DIRECTIONS FOR THIS TASK: The records below are split into lines. How many of those lines contain the string "decorative"? Reply with the number only.

RECORDS:
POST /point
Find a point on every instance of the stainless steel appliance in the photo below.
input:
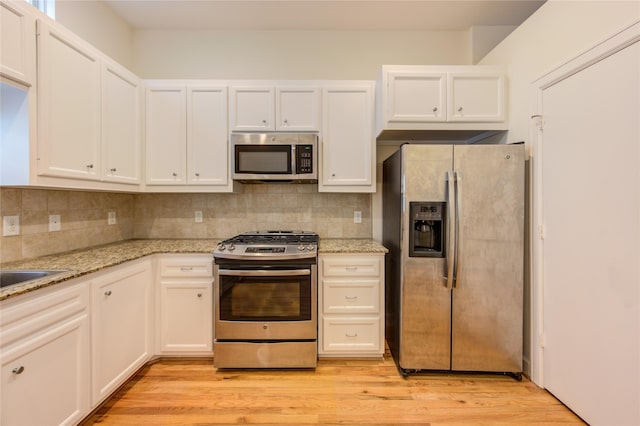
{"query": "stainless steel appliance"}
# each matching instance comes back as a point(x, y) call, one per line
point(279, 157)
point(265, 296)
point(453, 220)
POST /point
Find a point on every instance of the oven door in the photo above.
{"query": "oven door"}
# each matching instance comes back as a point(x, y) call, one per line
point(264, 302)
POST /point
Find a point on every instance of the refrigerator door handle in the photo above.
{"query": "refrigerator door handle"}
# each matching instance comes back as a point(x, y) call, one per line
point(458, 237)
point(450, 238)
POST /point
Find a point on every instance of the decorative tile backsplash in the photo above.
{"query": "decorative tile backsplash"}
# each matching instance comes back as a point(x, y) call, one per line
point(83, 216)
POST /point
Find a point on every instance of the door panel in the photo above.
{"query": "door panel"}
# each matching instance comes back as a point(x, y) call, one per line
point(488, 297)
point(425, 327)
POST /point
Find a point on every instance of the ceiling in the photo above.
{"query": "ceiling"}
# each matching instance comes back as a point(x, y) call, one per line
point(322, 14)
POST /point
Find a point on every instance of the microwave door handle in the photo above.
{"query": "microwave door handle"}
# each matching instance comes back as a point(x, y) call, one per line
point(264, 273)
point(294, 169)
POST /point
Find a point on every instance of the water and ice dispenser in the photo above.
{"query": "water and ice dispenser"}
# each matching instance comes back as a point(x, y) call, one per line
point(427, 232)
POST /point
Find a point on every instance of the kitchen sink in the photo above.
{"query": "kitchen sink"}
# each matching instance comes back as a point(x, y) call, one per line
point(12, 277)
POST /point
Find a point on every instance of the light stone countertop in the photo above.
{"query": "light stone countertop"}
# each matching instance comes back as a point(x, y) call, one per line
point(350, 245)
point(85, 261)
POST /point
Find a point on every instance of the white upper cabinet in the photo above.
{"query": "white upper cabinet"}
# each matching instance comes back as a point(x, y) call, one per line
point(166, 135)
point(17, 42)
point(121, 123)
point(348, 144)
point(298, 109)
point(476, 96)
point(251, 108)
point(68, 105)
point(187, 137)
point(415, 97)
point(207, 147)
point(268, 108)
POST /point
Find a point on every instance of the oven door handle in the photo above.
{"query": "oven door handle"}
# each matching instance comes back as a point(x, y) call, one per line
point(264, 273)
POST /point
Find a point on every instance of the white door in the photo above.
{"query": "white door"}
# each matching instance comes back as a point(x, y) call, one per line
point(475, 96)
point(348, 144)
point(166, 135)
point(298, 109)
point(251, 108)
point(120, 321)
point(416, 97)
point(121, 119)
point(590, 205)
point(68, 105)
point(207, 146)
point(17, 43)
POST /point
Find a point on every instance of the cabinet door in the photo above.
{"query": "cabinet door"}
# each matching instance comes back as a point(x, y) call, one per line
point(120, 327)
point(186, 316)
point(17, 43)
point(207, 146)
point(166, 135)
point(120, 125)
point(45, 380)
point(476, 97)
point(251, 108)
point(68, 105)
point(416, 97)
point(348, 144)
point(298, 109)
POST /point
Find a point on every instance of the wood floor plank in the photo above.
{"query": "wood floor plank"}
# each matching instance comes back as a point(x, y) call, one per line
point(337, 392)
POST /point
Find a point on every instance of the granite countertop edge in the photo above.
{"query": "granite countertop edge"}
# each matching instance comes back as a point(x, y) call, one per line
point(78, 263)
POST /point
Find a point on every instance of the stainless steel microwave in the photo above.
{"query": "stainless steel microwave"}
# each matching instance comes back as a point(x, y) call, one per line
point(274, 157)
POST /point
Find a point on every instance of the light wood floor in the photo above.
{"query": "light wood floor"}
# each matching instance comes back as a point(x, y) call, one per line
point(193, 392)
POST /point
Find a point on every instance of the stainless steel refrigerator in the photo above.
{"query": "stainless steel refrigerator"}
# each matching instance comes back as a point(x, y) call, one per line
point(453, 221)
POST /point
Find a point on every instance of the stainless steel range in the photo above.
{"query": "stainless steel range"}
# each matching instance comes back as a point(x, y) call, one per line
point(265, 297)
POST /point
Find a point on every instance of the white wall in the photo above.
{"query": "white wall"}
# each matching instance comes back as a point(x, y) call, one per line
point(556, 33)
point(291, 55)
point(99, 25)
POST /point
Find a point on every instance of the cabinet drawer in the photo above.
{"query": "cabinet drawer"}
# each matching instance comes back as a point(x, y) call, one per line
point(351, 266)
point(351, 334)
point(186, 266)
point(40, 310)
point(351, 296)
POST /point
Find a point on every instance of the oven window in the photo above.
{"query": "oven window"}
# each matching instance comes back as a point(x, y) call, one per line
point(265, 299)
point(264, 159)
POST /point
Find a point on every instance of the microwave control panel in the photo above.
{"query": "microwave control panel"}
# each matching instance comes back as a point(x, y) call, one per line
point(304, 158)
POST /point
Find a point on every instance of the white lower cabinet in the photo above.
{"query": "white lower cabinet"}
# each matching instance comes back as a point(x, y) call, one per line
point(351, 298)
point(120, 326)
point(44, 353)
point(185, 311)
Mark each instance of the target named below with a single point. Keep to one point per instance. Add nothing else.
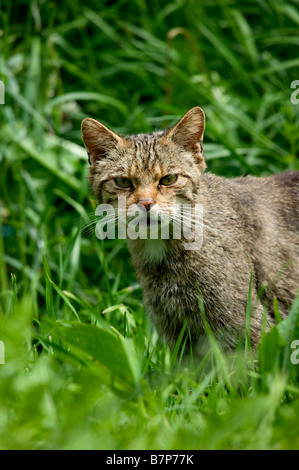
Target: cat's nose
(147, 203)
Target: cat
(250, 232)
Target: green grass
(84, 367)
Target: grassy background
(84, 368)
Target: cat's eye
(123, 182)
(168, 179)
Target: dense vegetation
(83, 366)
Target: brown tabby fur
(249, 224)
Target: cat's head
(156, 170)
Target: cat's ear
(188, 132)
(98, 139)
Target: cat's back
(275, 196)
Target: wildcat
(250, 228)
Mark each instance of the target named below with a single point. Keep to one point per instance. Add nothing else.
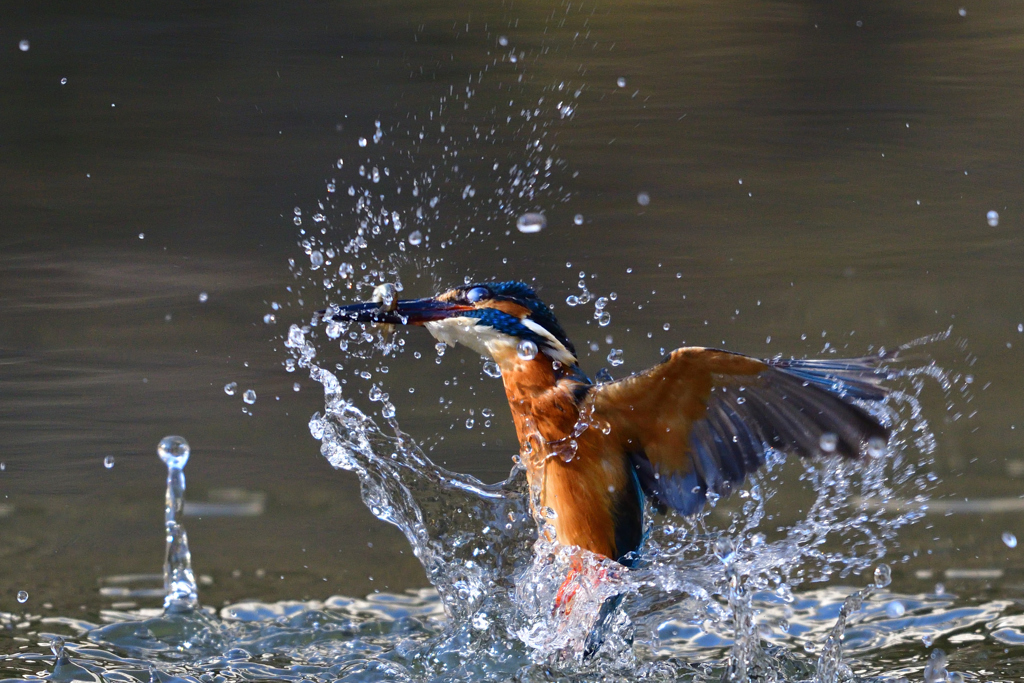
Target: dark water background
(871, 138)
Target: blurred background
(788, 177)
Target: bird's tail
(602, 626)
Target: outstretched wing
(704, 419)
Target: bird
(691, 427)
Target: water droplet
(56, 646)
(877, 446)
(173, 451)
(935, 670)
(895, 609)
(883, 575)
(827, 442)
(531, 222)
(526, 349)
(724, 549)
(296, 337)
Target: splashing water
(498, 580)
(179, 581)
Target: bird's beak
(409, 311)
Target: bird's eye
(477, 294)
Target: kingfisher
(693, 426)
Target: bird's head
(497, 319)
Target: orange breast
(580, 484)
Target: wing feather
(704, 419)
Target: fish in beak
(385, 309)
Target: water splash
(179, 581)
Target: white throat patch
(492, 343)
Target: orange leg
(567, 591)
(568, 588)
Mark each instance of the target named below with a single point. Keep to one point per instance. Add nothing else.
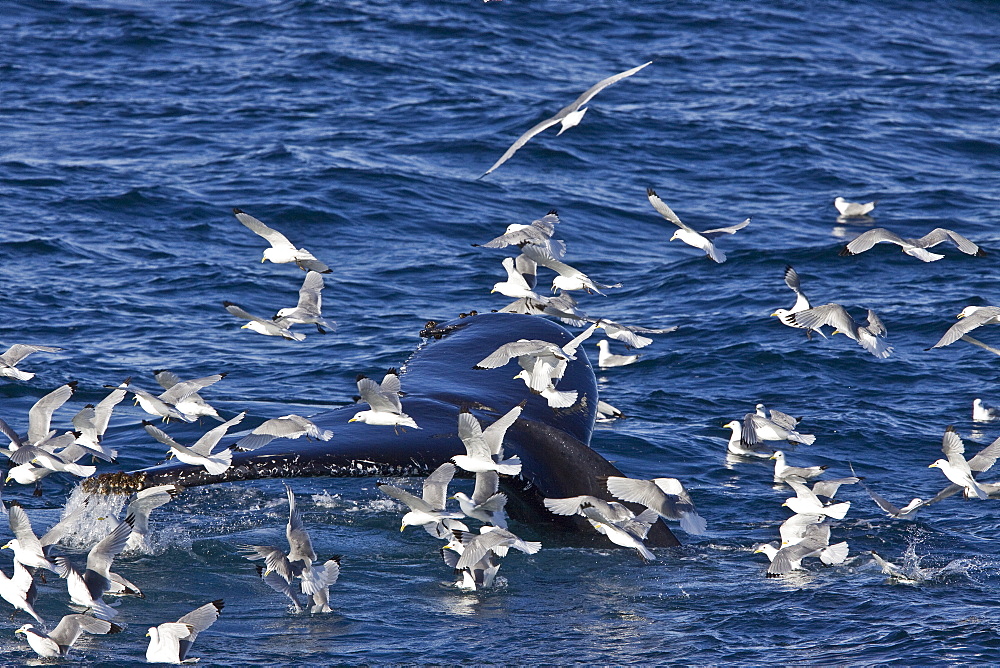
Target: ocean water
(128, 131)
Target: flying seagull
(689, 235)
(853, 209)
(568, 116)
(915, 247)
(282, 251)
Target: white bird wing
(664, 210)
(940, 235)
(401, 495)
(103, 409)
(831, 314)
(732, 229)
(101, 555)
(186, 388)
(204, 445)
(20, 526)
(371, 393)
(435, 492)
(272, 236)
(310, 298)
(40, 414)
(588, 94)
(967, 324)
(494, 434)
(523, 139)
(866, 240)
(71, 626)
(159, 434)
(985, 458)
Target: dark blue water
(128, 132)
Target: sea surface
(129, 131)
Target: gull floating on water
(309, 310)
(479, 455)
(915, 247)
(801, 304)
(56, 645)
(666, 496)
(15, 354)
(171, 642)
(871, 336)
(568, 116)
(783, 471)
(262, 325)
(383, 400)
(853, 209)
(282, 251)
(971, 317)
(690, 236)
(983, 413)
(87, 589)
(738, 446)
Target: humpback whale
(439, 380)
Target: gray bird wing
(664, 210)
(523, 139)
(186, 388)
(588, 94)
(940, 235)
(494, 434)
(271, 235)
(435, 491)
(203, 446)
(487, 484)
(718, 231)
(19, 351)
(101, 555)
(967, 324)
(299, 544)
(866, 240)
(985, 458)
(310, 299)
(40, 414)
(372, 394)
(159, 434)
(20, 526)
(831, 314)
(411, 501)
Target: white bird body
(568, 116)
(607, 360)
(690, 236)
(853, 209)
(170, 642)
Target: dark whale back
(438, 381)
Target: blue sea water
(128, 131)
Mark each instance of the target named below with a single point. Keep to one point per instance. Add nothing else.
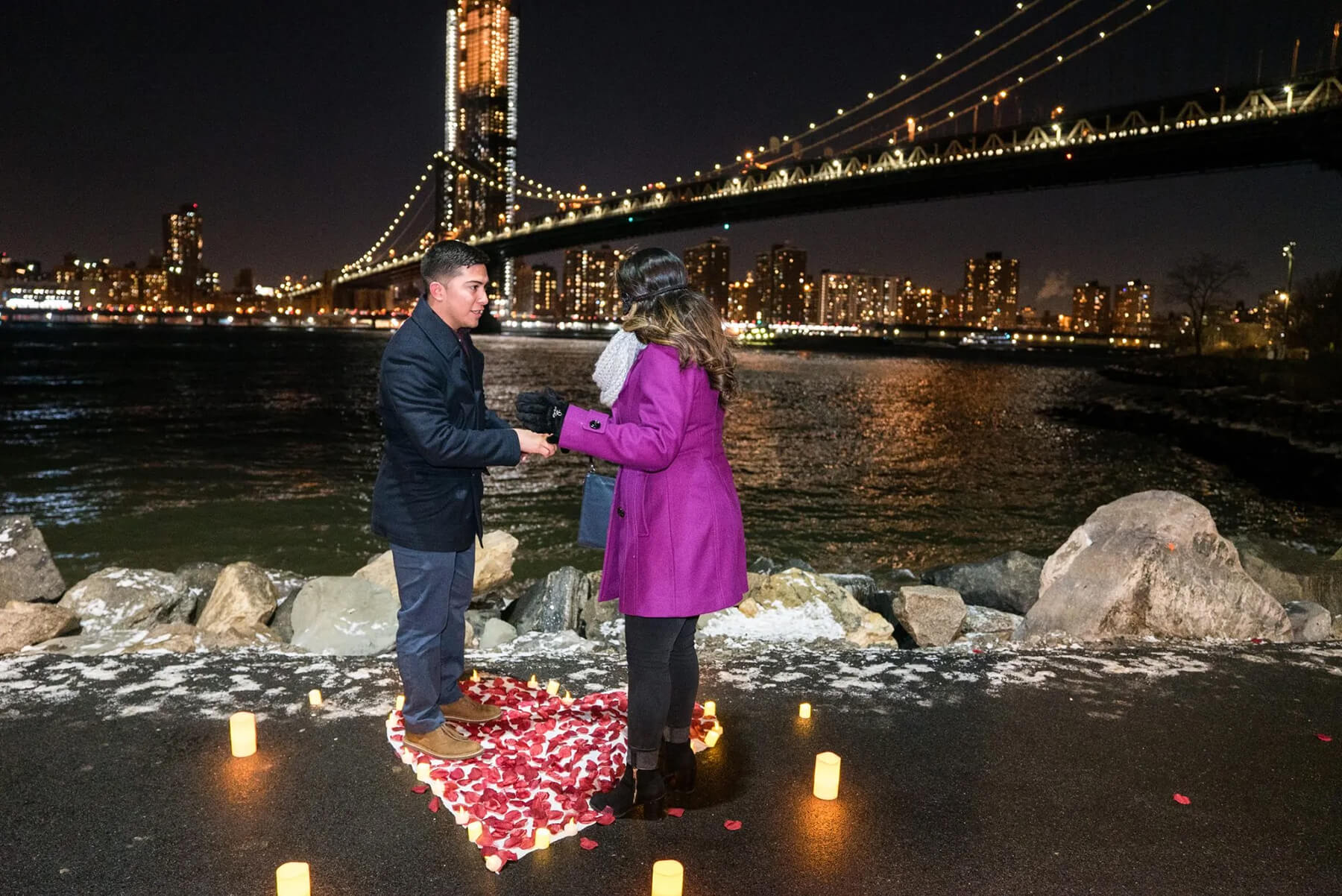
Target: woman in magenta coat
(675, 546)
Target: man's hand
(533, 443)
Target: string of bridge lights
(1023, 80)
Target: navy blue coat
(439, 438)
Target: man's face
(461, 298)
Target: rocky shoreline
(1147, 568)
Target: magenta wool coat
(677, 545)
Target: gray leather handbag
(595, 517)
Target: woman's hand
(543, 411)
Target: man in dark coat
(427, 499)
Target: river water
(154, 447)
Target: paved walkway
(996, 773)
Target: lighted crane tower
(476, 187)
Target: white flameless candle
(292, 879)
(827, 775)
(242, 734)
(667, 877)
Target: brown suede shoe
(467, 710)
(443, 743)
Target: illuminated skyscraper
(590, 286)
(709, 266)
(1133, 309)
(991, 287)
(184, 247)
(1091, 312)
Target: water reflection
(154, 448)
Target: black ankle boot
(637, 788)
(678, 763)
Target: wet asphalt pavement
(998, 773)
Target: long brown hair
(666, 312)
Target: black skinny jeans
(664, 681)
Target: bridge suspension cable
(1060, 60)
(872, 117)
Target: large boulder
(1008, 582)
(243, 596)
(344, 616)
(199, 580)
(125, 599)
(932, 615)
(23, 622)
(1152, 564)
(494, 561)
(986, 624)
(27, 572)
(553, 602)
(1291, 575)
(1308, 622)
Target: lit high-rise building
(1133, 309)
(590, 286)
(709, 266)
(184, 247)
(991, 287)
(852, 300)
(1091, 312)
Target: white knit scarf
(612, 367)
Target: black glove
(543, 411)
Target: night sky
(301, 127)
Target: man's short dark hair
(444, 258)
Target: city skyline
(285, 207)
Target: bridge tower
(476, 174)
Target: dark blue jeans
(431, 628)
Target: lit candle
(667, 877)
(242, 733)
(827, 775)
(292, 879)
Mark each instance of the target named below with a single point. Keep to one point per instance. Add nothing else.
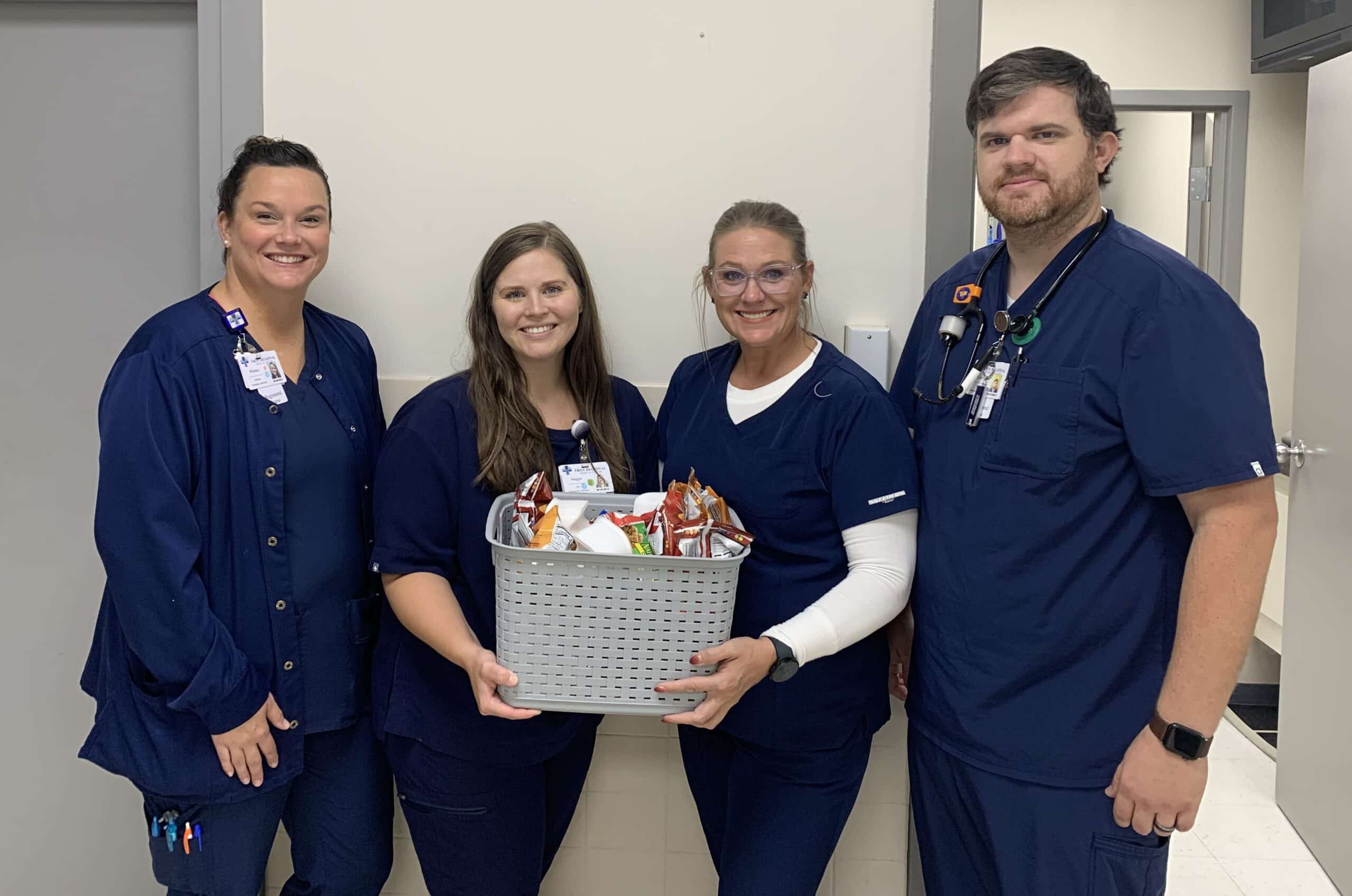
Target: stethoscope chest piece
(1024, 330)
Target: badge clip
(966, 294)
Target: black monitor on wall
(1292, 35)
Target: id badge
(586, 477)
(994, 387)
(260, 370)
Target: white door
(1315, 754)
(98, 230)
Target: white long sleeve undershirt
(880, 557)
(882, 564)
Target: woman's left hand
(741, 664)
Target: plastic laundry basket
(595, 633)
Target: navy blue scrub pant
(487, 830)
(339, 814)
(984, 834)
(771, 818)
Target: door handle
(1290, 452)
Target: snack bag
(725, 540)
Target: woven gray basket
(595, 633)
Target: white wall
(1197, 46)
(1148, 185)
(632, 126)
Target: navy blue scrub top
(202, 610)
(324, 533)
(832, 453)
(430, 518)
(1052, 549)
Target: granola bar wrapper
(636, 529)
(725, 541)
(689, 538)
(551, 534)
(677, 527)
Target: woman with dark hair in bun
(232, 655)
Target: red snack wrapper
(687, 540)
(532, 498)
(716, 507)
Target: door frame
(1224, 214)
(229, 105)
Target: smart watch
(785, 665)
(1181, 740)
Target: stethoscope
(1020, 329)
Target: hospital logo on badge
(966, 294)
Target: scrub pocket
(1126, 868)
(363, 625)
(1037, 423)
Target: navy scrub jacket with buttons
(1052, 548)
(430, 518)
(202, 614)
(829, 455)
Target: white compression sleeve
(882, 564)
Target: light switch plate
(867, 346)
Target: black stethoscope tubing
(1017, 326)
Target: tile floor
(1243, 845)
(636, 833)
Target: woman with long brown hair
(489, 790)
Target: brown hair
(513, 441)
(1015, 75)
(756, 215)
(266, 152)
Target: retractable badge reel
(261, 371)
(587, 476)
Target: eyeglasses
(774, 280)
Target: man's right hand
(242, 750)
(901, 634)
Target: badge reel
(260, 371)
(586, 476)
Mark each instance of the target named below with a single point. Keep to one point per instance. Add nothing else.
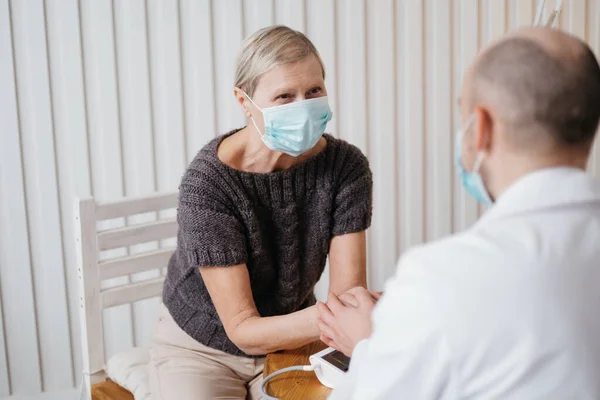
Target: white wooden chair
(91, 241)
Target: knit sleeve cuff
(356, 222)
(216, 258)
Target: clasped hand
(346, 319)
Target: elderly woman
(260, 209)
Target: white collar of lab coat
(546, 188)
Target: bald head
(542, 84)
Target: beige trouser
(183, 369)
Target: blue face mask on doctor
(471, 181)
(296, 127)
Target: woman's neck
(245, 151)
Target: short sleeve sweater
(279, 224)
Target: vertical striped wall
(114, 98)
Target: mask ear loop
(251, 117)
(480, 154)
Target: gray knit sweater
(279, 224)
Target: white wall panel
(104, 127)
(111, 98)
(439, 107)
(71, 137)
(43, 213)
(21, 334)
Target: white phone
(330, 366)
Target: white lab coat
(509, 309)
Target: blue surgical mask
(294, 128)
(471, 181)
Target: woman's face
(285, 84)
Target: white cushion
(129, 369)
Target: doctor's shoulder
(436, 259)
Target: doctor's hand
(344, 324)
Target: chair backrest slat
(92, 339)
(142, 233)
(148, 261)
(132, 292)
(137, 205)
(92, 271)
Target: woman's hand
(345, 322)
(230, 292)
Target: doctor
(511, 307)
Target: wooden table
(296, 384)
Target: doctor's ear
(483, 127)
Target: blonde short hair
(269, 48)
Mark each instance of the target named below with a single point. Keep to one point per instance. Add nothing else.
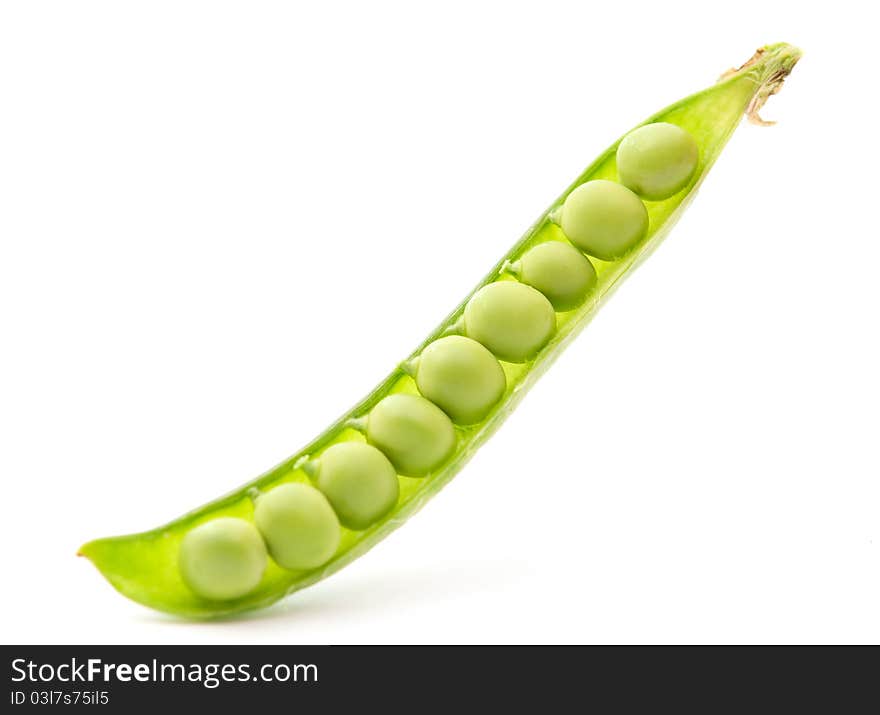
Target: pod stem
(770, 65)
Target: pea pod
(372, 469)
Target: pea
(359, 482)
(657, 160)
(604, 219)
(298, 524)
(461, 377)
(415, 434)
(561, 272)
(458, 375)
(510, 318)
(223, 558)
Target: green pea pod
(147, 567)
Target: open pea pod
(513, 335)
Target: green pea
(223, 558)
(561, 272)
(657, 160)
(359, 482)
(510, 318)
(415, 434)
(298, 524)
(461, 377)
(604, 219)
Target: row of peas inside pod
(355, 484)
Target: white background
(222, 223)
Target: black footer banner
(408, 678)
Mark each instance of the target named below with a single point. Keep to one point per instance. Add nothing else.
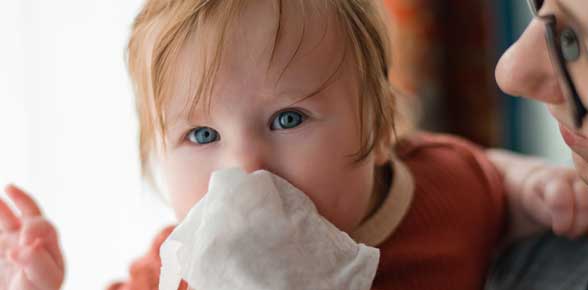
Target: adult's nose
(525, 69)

RESULT OF THIS TASK: 2